_TO DO_
1 - In the true crime blog comments below, shorten the paragraph that begins "No offense to the any of the authors" and keep its main facts.
2 - Translate this sentence from the true crime blog comments below into Spanish: "It’s about a guitar string murder in a historic musical hall in the hill country of Texas."
3 - Continue the true crime blog comments below, picking up after their final comment.

_EXCERPTED TEXT_
────

I also have just completed another novel but I don’t see myself ever abandoning True Crime.

Comment by Diane Fanning

Diane, thanks for stopping by. What’s your novel called?

Comment by killeryear

I for one enjoy READING TC and definately do not want it to disappear!!!

Comment by Blaundy

BITE THE MOON is the name of my mystery novel, Gregg. It’s about a guitar string murder in a historic musical hall in the hill country of Texas. It got good reviews in Library Journal and Booklist, so I’ve got my fingers crossed.
How’s WICKED SNOW doing for you?

Comment by Diane Fanning

I’m excited about my first novel, Singularity, hitting bookstores in summer 08, but I do still hope to do TC when the right case comes along! That said, you’re right, Gregg: TC is a hard road these days.

Hey Gregg, you need to include yourself as a TC to fiction convert. I hear great things about “A Wicked Snow.” It’s on my to-read pile.

Comment by Kathryn Casey

Well… That explains the Doritos shortage in the Puget Sound area!!

No offense to the any of the authors who’ve commented on this blog entry and no offense to Sir Gregg either… BUT, I’m strictly a non-fiction reader. The fictional murder mysteries might sell better than the “real deal”, but I will never buy or read a fiction book. Never. I’d rather read an entire volume of Encyclopedia Brittanica than try and delve into fiction. I’m currently ¾ of the way through “If Loving You Is Wrong”… for the second time.

While I admire your ability to write fiction and wish you much success, I’m happy to hear than none of you have given up on authoring TC.

Comment by bloo

Long live True Crime! Yes, Gregg, I have to admit it… one of my guilty pleasures is to watch any of the Law and Order series but if given the choice, I would take my love to read over TV any day! I’m just glad that you, Matt, and others, are around to write awesome TC books.

────

_PROVIDED DATA_
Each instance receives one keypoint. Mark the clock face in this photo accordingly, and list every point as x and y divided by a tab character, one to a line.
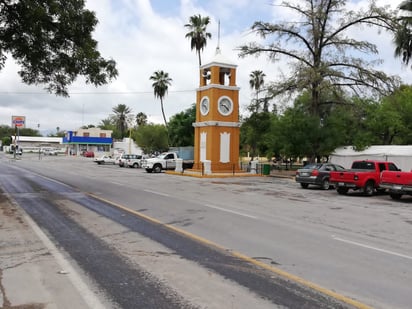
225	106
204	106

────

_EXPECTED OUTPUTS_
1 - The commenter means no offense to the authors or to Gregg but reads only nonfiction. Fictional murder mysteries may sell better than true crime, yet the commenter will never buy or read fiction and would rather read a whole volume of the Encyclopedia Britannica. Right now the commenter is three-quarters of the way through "If Loving You Is Wrong" for the second time.

2 - Trata de un asesinato con una cuerda de guitarra en una histórica sala de música en la región de colinas de Texas.

3 -
Because it does take a lot of time and energy to research and write TC, I personally would rather spend my time writing erotic short stories and work on my first erotic novel. LOL!

Keep up the great work and the great site,!

Comment by Rayvyn Myst

First of all, Gregg, I’d like to know what’s wrong with Doritos. I love me some Doritos!

Secondly, I have always been an avid reader, especially of TC. That will never change. My family still thinks I “read really weird stuff.” I have a degree in CJ, but I began reading TC long before I ever went to college.

I like a good TV show or movie every now and then, but a good TC book is where it’s all at for me.

Gregg, to you and all the other TC writers out there, keep on writing….even if it’s just for me. Yeah, yeah, I know…pretty selfish of me but I’d be lost without my books.

TC (and Doritos) totally rock!

Comment by KDuba

Gregg, you know what I say, Lose Nancy, Greta, and Geraldo and keep the true crime books coming. I for one, would prefer reading a well-written TC book over listening to Nancy’s tirades anyday.

I love Doritos, too.

Comment by Tina

I had no idea Doritos were so much a cultural touchstone for all of us. Love ’em!


Comment by killeryear

Gregg, I too will never reject true crime but your “A Wicked Snow” was great. But true crime will always be my first choice. Diane, I have preordered “Bite the Moon”.